*** Begin section ***

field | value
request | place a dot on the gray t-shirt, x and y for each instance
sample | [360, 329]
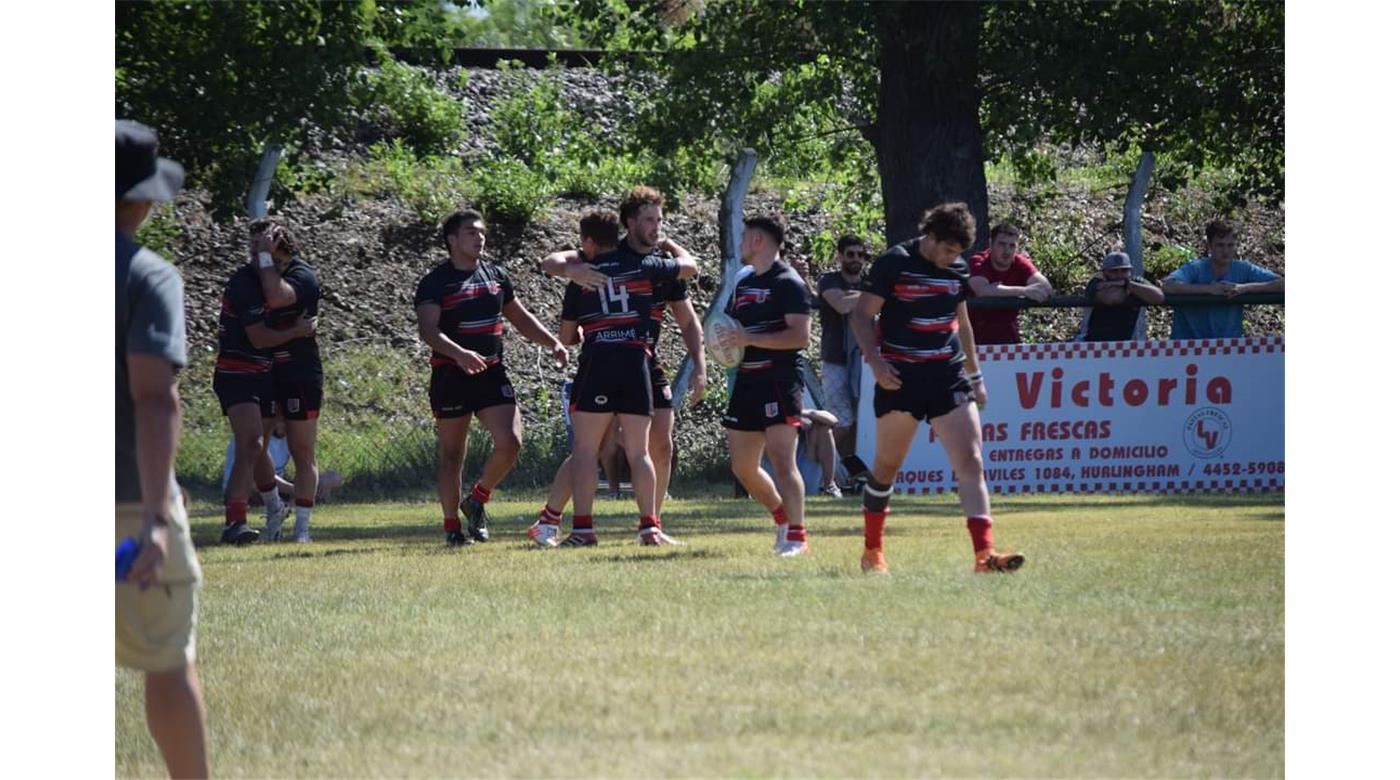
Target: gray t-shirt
[150, 319]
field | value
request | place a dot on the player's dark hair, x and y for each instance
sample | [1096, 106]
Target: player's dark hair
[454, 221]
[1218, 228]
[286, 240]
[636, 199]
[847, 241]
[1004, 228]
[949, 221]
[601, 227]
[767, 224]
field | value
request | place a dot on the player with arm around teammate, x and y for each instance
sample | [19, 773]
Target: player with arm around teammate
[461, 305]
[643, 240]
[924, 363]
[773, 305]
[615, 377]
[291, 291]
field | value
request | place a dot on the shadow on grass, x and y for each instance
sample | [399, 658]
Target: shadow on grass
[693, 553]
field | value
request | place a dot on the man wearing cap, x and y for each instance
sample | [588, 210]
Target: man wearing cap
[156, 601]
[1119, 298]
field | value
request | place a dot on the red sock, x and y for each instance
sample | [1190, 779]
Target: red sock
[235, 513]
[980, 530]
[875, 530]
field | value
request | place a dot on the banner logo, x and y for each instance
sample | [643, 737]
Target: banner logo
[1207, 432]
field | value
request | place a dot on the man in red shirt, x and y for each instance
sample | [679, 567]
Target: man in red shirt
[1000, 272]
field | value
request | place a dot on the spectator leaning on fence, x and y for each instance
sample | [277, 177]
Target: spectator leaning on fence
[840, 354]
[1117, 301]
[1001, 272]
[1218, 273]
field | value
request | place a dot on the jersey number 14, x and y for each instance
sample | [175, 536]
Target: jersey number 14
[611, 294]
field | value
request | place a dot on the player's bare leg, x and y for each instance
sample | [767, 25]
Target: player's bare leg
[265, 481]
[245, 420]
[503, 422]
[661, 447]
[590, 429]
[745, 455]
[451, 454]
[301, 441]
[893, 434]
[780, 443]
[175, 717]
[961, 433]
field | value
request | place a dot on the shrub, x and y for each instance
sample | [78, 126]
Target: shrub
[510, 191]
[406, 104]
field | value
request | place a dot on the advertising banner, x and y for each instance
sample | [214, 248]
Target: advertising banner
[1201, 416]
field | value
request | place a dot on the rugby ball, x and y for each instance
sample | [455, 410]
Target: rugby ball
[725, 357]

*** End section ***

EXERCISE DIRECTIONS: Please retype all of the material exactly, skipping whatever images it holds.

TASK OUTPUT:
field | value
request | place a dot on the gray t-shirt, x and y for each instance
sample | [360, 329]
Target: gray t-shirt
[150, 319]
field | value
request | place a dot on the player's dark hair, x and y for each instance
sample | [1096, 106]
Target: player's dark hair
[454, 221]
[1218, 228]
[286, 240]
[636, 199]
[847, 241]
[1004, 228]
[949, 221]
[601, 227]
[767, 224]
field | value
request | place a dot on the player with arm around teammate, x and y for each instance
sample | [19, 773]
Target: player with arm around teammate
[461, 305]
[643, 240]
[924, 363]
[773, 305]
[615, 377]
[291, 291]
field | value
request | place a dot on the shadow on grass, x and y for each instance
sample | [399, 658]
Target: shadow on grass
[693, 553]
field | value
request | place a dot on the man wearing cap, x and y for each instance
sample | [588, 210]
Target: man wearing cap
[156, 601]
[1119, 298]
field | value
request | place a dot on the red sock, x and y for each instance
sample | [1190, 779]
Target: red sock
[235, 513]
[980, 530]
[875, 530]
field | value
request | place a dot on the banner logo, x and y for each instance
sample | [643, 737]
Target: banner logo
[1207, 432]
field | value
request | place a dot on the man in red shirt, x and y for each instance
sample | [679, 567]
Target: man in red shirt
[1000, 272]
field | value
request | place a dot on the spectator leaning on fence, x and y for each instance
sample | [277, 177]
Target: spectator leaning on fence
[840, 354]
[1117, 301]
[1001, 272]
[1218, 273]
field | value
request | place a dot on the jersey number 14, x and y for each instance
sample | [175, 536]
Target: jersey number 14
[611, 294]
field | value
request | place a dot on the player's bare leg, x and y for each instance
sample | [767, 25]
Target: player's bare leg
[265, 481]
[245, 420]
[503, 422]
[661, 447]
[590, 429]
[745, 455]
[451, 454]
[301, 441]
[893, 434]
[780, 443]
[175, 717]
[961, 433]
field | value
request | place a dot on the shrub, x and y for each instance
sample | [78, 126]
Target: shrub
[510, 191]
[406, 104]
field | value
request | place a dot on the advertising banner, x and y for each instance
sample | [214, 248]
Target: advertising banner
[1201, 416]
field | value
request | place a dot on the rugby ball, x and y for each instance
sample | [455, 410]
Target: rugby ball
[725, 357]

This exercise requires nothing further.